▸ **DIRECTION**
Extract each line of the raw records below and copy it out unchanged, from the first record through the last.

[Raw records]

(begin)

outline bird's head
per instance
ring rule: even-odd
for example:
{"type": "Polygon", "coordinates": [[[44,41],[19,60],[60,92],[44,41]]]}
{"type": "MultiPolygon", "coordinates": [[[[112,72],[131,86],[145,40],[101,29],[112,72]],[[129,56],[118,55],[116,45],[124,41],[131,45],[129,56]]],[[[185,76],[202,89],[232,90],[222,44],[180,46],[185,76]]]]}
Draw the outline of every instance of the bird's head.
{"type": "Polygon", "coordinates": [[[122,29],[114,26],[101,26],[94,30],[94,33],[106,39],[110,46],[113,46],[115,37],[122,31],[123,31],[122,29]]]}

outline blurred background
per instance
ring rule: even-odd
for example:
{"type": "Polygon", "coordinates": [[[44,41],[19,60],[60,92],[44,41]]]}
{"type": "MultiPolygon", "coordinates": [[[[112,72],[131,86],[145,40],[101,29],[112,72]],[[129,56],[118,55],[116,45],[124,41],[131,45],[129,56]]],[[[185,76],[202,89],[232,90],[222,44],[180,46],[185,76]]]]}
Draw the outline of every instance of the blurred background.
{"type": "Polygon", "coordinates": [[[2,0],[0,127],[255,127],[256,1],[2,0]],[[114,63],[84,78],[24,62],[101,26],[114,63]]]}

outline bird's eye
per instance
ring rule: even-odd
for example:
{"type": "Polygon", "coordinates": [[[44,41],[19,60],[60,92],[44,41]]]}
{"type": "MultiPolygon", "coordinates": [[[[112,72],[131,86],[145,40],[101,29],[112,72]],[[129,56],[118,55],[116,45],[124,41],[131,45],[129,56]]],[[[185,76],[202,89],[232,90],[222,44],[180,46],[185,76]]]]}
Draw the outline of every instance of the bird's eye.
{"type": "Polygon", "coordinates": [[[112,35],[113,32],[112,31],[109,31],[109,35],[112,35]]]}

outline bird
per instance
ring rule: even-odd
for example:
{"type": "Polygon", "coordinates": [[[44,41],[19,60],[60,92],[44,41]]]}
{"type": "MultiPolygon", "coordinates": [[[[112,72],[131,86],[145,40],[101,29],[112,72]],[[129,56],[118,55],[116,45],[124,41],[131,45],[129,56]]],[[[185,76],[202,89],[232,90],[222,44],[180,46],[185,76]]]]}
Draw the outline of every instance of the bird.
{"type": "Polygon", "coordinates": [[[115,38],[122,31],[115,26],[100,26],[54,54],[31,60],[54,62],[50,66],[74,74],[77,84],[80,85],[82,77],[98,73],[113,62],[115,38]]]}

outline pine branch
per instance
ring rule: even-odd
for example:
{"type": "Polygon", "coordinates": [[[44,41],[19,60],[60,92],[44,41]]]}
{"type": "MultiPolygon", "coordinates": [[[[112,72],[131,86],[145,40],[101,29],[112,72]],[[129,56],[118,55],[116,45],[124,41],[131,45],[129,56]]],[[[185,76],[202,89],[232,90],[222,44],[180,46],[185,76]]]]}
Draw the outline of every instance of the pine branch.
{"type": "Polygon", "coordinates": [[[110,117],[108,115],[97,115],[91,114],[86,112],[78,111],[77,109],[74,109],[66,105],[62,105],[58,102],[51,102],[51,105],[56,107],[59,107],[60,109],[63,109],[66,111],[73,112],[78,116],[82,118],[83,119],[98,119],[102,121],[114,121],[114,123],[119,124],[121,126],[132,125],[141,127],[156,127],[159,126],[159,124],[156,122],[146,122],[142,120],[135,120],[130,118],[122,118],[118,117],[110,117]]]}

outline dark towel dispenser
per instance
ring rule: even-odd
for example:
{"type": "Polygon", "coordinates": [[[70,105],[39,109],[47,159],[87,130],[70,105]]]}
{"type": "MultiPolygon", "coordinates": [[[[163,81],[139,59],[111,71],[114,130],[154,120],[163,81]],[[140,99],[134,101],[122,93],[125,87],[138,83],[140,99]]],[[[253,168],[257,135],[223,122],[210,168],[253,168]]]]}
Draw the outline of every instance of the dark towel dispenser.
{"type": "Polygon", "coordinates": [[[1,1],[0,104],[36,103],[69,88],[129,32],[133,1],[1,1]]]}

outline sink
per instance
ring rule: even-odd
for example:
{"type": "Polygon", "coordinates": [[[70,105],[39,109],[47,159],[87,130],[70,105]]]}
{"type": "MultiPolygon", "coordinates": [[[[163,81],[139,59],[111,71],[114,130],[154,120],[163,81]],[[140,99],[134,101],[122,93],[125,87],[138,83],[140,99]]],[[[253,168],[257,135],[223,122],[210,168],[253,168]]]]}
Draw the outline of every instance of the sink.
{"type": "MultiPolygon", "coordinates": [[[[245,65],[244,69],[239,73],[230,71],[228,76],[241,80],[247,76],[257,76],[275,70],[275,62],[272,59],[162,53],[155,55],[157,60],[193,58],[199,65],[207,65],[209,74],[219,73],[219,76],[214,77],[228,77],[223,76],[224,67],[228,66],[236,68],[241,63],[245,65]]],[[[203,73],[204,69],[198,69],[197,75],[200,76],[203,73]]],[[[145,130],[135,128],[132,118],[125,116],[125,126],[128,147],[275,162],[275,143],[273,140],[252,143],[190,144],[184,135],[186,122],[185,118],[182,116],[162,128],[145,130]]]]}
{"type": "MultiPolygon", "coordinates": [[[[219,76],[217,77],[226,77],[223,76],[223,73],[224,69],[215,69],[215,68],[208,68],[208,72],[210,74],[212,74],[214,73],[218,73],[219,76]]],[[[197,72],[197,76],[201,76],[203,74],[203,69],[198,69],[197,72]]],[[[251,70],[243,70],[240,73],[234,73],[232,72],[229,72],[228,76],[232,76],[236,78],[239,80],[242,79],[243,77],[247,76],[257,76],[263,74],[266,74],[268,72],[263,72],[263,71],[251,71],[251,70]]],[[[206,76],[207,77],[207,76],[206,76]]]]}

(end)

▸ **SOLVED PROBLEM**
outline bird's head
per instance
ring rule: even-odd
for example:
{"type": "Polygon", "coordinates": [[[44,41],[19,60],[60,92],[44,41]]]}
{"type": "MultiPolygon", "coordinates": [[[[112,72],[131,86],[145,40],[101,29],[112,72]],[[129,56],[118,55],[116,45],[124,41],[131,45],[129,56]]],[[[185,76],[202,89],[232,90],[222,44],[180,46],[185,76]]]]}
Draw the outline of every instance of the bird's head.
{"type": "Polygon", "coordinates": [[[122,29],[114,26],[101,26],[94,30],[94,33],[106,39],[110,46],[113,46],[115,37],[122,31],[123,31],[122,29]]]}

outline blurred background
per instance
ring rule: even-odd
for example:
{"type": "Polygon", "coordinates": [[[44,41],[19,60],[60,92],[44,41]]]}
{"type": "MultiPolygon", "coordinates": [[[[112,72],[131,86],[145,40],[101,29],[112,72]],[[129,56],[118,55],[116,45],[124,41],[131,45],[129,56]]],[[[185,76],[202,89],[232,90],[222,44],[180,46],[185,76]]]]}
Draw the outline of every instance of the blurred background.
{"type": "Polygon", "coordinates": [[[2,0],[0,127],[255,127],[256,1],[2,0]],[[114,63],[84,78],[24,62],[101,26],[114,63]]]}

outline bird's eye
per instance
ring rule: even-odd
for example:
{"type": "Polygon", "coordinates": [[[44,41],[19,60],[60,92],[44,41]]]}
{"type": "MultiPolygon", "coordinates": [[[[112,72],[131,86],[145,40],[101,29],[112,72]],[[129,56],[118,55],[116,45],[124,41],[131,45],[129,56]]],[[[185,76],[202,89],[232,90],[222,44],[180,46],[185,76]]]]}
Draw the outline of every instance of the bird's eye.
{"type": "Polygon", "coordinates": [[[112,35],[113,32],[112,31],[109,31],[109,35],[112,35]]]}

outline bird
per instance
ring rule: even-odd
for example:
{"type": "Polygon", "coordinates": [[[44,41],[19,60],[60,92],[44,41]]]}
{"type": "MultiPolygon", "coordinates": [[[[112,72],[131,86],[145,40],[101,29],[112,72]],[[129,56],[118,55],[116,45],[124,41],[131,45],[129,56]]],[[[185,76],[202,89],[232,90],[222,44],[180,46],[185,76]]]]}
Draw the outline of every instance of the bird.
{"type": "Polygon", "coordinates": [[[115,38],[122,31],[115,26],[100,26],[54,54],[31,60],[54,62],[50,66],[74,74],[77,84],[80,85],[82,77],[98,73],[113,62],[115,38]]]}

outline pine branch
per instance
ring rule: even-odd
for example:
{"type": "Polygon", "coordinates": [[[44,41],[19,60],[60,92],[44,41]]]}
{"type": "MultiPolygon", "coordinates": [[[[112,72],[131,86],[145,40],[101,29],[112,72]],[[129,56],[118,55],[116,45],[124,41],[131,45],[129,56]]],[[[185,76],[202,89],[232,90],[222,44],[180,46],[185,76]]]]}
Draw the outline of every instance of the pine branch.
{"type": "Polygon", "coordinates": [[[110,117],[108,115],[97,115],[91,114],[86,112],[78,111],[77,109],[74,109],[66,105],[62,105],[58,102],[51,102],[51,105],[56,107],[59,107],[60,109],[63,109],[66,111],[73,112],[78,116],[82,118],[83,119],[98,119],[102,121],[114,121],[114,123],[119,124],[121,126],[132,125],[141,127],[156,127],[159,126],[159,124],[156,122],[146,122],[142,120],[135,120],[130,118],[122,118],[118,117],[110,117]]]}

outline dark towel dispenser
per instance
ring rule: even-odd
for example:
{"type": "Polygon", "coordinates": [[[70,105],[39,109],[47,159],[87,130],[70,105]]]}
{"type": "MultiPolygon", "coordinates": [[[[163,81],[139,59],[111,71],[114,130],[154,120],[163,81]],[[140,99],[134,101],[122,93],[125,87],[138,83],[140,99]]],[[[253,168],[257,135],[223,122],[210,168],[253,168]]]]}
Draw the outline of every instance of the dark towel dispenser.
{"type": "Polygon", "coordinates": [[[1,1],[0,104],[36,103],[69,88],[129,32],[133,1],[1,1]]]}

outline sink
per instance
ring rule: even-odd
for example:
{"type": "Polygon", "coordinates": [[[70,105],[39,109],[47,159],[87,130],[70,105]]]}
{"type": "MultiPolygon", "coordinates": [[[[163,81],[139,59],[111,71],[114,130],[154,120],[163,81]],[[140,99],[134,101],[122,93],[125,87],[138,83],[140,99]]],[[[253,168],[257,135],[223,122],[210,168],[253,168]]]]}
Draw the outline of every instance of the sink.
{"type": "MultiPolygon", "coordinates": [[[[245,65],[244,69],[239,73],[230,71],[228,76],[241,80],[247,76],[257,76],[275,70],[275,62],[272,59],[162,53],[155,55],[157,60],[193,58],[199,65],[207,65],[209,74],[219,73],[219,76],[214,77],[228,77],[223,76],[224,67],[228,66],[236,68],[241,63],[245,65]]],[[[203,73],[204,69],[198,69],[197,75],[200,76],[203,73]]],[[[145,130],[135,128],[132,118],[125,116],[125,126],[128,147],[275,162],[275,143],[273,140],[252,143],[190,144],[184,135],[186,122],[185,118],[182,116],[162,128],[145,130]]]]}
{"type": "MultiPolygon", "coordinates": [[[[219,76],[217,77],[226,77],[223,76],[223,73],[224,69],[215,69],[215,68],[208,68],[208,72],[210,74],[212,74],[214,73],[218,73],[219,76]]],[[[197,72],[197,76],[201,76],[203,74],[203,69],[198,69],[197,72]]],[[[251,70],[243,70],[240,73],[234,73],[232,72],[229,72],[228,76],[232,76],[236,78],[239,80],[242,79],[243,77],[247,76],[257,76],[263,74],[266,74],[268,72],[263,72],[263,71],[251,71],[251,70]]],[[[206,76],[207,77],[207,76],[206,76]]]]}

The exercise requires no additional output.